= Text to read =

All Good Things Must End

Yesterday was the beginning of meteorological autumn, not the autumn marked on your wall calendar if you still have one. And right on cue, we started seeing the trees beginning to show their color, or at least we noticed it. The first to turn are the Tulip Poplars and the Locust trees. This Poplar acts like a Ginkgo and turns yellow all at once in a matter of a couple of days.

And loses it’s leaves first.

After being away for two weekends and hobbling around for 7 weeks, I finally got out into the garden this week. The heat and time of year ended the cucumbers and bush beans, but the tomatoes and peppers are producing wildly.

Every day a basket like this is brought in and frozen. Once they are all ripe, I will make a pot of sauce. Two pounds of peppers were cut and put in the fermenting crock to make into hot sauce in about 5 or 6 weeks.

Yesterday afternoon, the popcorn was harvested, shucked in place and brought in. It is now in two crisscrossed layers in two large baskets to finish drying for about 2 or 3 weeks, then we will have more than a year’s worth of popcorn. It is fun to put a cob in a brown paper lunch bag and pop it in the microwave for a couple of minutes. Then you have a bag full of air popped corn.

Fall is also the time to make soap. Soap for gift giving, soap for a friend who loves my soap, soap for us for a year. There will be 8 or 9 batches made over the next week and cut to cure in a guest room. The first two batches were made yesterday, cut today, and set to cure. I am awaiting an order of essential oils and shea butter to continue the process, but the first two batches are unscented.

Today it much milder outdoors and as my foot still isn’t allowing exercise walks and since I did have my physical training session this morning, I tackled some garden chores. The cucumber and bean plants were pulled, given to the chickens, the bed that grew the peas in the spring and has been idle was weeded and the weeds put in a large tub to die off before being added back to that bed as compost. That bed also got a wheel barrow of chicken coop cleanings a month or so ago and it was spread out over the surface. There are now two and a half idle beds. One will likely have some fall veggies, the others covered in straw unless I can get a cover crop in quickly. The corn stalks won’t be cut until the Tithonia and sunflowers planted in a row up the middle of them finish blooming. There are so many hot peppers already canned that the rest will be allowed to turn red. The Ghost peppers will be infused in olive oil with sage and garlic, the jalapenos and cayennes will be crushed once dried for crushed red pepper. There are two tiny ornamental Thai pepper that are full of red peppers but they are very hard to harvest, though hot if you can get some.

= Stated problem =
Copy out the entire autumn garden post above word for word.

= Data provided =
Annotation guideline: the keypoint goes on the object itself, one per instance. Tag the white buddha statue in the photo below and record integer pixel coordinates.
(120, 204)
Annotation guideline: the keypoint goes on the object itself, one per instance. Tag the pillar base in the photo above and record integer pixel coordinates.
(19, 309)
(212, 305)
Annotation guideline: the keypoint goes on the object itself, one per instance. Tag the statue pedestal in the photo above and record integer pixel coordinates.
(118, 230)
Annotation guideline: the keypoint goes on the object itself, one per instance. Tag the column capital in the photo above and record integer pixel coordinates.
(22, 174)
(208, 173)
...
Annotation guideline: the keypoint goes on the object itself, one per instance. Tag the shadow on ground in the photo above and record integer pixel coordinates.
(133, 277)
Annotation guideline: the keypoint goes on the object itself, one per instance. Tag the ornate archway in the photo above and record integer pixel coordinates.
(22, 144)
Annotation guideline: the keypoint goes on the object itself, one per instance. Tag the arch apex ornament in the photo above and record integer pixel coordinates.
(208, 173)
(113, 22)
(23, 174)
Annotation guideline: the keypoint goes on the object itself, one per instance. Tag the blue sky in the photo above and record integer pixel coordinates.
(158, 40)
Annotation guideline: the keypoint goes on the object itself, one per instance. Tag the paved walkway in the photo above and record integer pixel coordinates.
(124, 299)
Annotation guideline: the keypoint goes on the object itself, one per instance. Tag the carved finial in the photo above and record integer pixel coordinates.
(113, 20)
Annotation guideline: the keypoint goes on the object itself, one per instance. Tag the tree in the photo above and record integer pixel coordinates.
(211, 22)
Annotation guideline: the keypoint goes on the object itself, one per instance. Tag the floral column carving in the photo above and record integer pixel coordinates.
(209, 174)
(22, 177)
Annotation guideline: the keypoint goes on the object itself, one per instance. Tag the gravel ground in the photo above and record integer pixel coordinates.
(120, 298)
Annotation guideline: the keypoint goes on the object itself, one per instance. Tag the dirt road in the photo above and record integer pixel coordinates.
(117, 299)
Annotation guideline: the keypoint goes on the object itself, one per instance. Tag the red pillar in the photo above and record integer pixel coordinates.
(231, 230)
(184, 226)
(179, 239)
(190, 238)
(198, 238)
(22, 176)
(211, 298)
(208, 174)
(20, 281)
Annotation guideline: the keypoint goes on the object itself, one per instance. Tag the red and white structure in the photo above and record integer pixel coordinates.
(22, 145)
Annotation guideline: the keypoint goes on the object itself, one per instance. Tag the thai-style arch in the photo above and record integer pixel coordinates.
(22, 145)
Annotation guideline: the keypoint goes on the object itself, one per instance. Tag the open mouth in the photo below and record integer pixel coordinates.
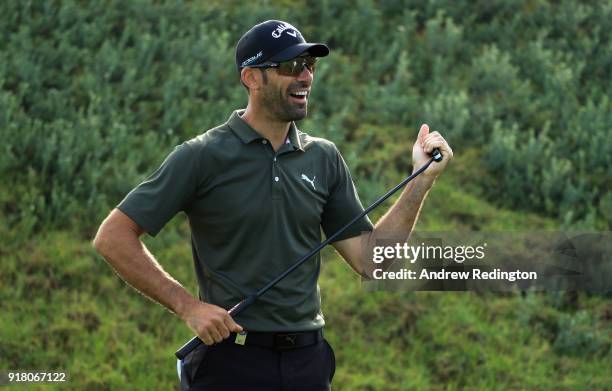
==
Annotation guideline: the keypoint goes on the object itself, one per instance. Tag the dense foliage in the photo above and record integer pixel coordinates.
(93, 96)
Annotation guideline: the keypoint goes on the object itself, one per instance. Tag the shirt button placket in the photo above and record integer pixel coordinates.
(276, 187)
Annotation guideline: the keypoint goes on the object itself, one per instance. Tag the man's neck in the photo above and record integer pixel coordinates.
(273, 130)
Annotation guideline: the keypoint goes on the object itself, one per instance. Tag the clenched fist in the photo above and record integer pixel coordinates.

= Completed task =
All Good Things Must End

Yesterday was the beginning of meteorological autumn, not the autumn marked on your wall calendar if you still have one. And right on cue, we started seeing the trees beginning to show their color, or at least we noticed it. The first to turn are the Tulip Poplars and the Locust trees. This Poplar acts like a Ginkgo and turns yellow all at once in a matter of a couple of days.

And loses it’s leaves first.

After being away for two weekends and hobbling around for 7 weeks, I finally got out into the garden this week. The heat and time of year ended the cucumbers and bush beans, but the tomatoes and peppers are producing wildly.

Every day a basket like this is brought in and frozen. Once they are all ripe, I will make a pot of sauce. Two pounds of peppers were cut and put in the fermenting crock to make into hot sauce in about 5 or 6 weeks.

Yesterday afternoon, the popcorn was harvested, shucked in place and brought in. It is now in two crisscrossed layers in two large baskets to finish drying for about 2 or 3 weeks, then we will have more than a year’s worth of popcorn. It is fun to put a cob in a brown paper lunch bag and pop it in the microwave for a couple of minutes. Then you have a bag full of air popped corn.

Fall is also the time to make soap. Soap for gift giving, soap for a friend who loves my soap, soap for us for a year. There will be 8 or 9 batches made over the next week and cut to cure in a guest room. The first two batches were made yesterday, cut today, and set to cure. I am awaiting an order of essential oils and shea butter to continue the process, but the first two batches are unscented.

Today it much milder outdoors and as my foot still isn’t allowing exercise walks and since I did have my physical training session this morning, I tackled some garden chores. The cucumber and bean plants were pulled, given to the chickens, the bed that grew the peas in the spring and has been idle was weeded and the weeds put in a large tub to die off before being added back to that bed as compost. That bed also got a wheel barrow of chicken coop cleanings a month or so ago and it was spread out over the surface. There are now two and a half idle beds. One will likely have some fall veggies, the others covered in straw unless I can get a cover crop in quickly. The corn stalks won’t be cut until the Tithonia and sunflowers planted in a row up the middle of them finish blooming. There are so many hot peppers already canned that the rest will be allowed to turn red. The Ghost peppers will be infused in olive oil with sage and garlic, the jalapenos and cayennes will be crushed once dried for crushed red pepper. There are two tiny ornamental Thai pepper that are full of red peppers but they are very hard to harvest, though hot if you can get some.